**** Document text ****

Kirigami is similar to origami in that it is a form of paper art. The major difference is that in origami, you fold paper whereas in kirigami, you fold and cut paper.

In the United States, the term "kirigami" was coined by Florence Temko. She used the word kirigami in the title of her book, Kirigami, the Creative Art of Papercutting, 1962. The book was so successful that the word kirigami was accepted as the name for the art of paper cutting.

In Japan, the word kirigami had been in use for a long time because "kiru” means to cut, and “gami” means paper. So, kirigami meant to cut paper.

Paper Snowflakes


Most people will remember kirigami as a way to make paper snowflakes. Unfolding the paper snowflake is a delightful surprise because it's almost impossible to make the exact pattern twice. Paper snowflakes have six sections because the paper is folded in half and then thirds.


Real snowflakes have six-fold symmetry too. This is because water molecules crystalize into a hexagonal lattice. No two snowflakes are alike because the condition in a cloud is always changing when water vapour crystallizes into snowflakes. Because of these ever changing atmospheric conditions, each snowflake grows in a different way. Click here for snowflake FAQs. [Photo by KG Libbrecht]

Problem: it’s spring and it just doesn’t feel right to make snowflakes in the glorious growing season. Not a problem! Cut kirigami flowers, sun bursts, stars, hearts, and other cool designs. Look here for some different ideas:

Cutting paper snowflakes is fun, but if you don’t want to use scissors, you don't have to. Computer software experts have now made it possible to make e-snowflakes. It’s not the same as good old "arts & crafts", but it’s worth a try nevertheless.

Beyond Simple Snowflakes

Some artists can make extremely elaborate kirigami patterns. These often retain a high level of symmetry and have a delicate lace-like quality. [Photo from Bekah Gjerde] With a practice, you can make similar creations.


Here are some tips:

  1. Practice and experiment with different designs. You need to do it to get an idea of what looks nice and what looks basic. Sit down, try it, and experiment. That’s the best way.

**** Entries provided ****

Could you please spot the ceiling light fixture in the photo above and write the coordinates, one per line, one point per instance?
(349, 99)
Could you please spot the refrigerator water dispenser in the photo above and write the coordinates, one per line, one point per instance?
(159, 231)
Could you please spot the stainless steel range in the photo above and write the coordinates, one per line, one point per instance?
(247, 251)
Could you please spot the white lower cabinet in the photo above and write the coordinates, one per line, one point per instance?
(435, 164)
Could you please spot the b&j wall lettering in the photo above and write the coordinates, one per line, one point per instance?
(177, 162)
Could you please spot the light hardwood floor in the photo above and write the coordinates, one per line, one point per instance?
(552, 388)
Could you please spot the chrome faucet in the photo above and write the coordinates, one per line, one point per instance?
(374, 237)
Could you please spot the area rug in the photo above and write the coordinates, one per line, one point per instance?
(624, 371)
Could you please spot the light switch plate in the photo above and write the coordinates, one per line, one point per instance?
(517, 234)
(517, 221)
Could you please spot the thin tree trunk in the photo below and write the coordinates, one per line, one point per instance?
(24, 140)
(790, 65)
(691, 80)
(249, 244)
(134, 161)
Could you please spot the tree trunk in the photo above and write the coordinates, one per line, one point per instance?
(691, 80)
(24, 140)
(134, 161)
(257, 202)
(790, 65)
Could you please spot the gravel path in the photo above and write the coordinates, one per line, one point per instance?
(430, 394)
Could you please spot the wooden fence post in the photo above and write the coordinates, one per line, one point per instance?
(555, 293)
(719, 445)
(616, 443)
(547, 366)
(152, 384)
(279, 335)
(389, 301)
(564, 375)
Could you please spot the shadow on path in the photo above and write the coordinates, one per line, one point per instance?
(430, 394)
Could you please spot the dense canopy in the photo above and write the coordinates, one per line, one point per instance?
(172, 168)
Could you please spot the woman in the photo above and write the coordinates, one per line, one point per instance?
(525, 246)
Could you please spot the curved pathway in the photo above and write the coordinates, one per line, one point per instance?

****

**Job:**
Please answer these questions using the kirigami text:
1. Who coined the term "kirigami" in the United States?
2. What does "kiru" mean?
3. How many sections do paper snowflakes have?

**Answer to this problem:**
1. Florence Temko
2. To cut
3. Six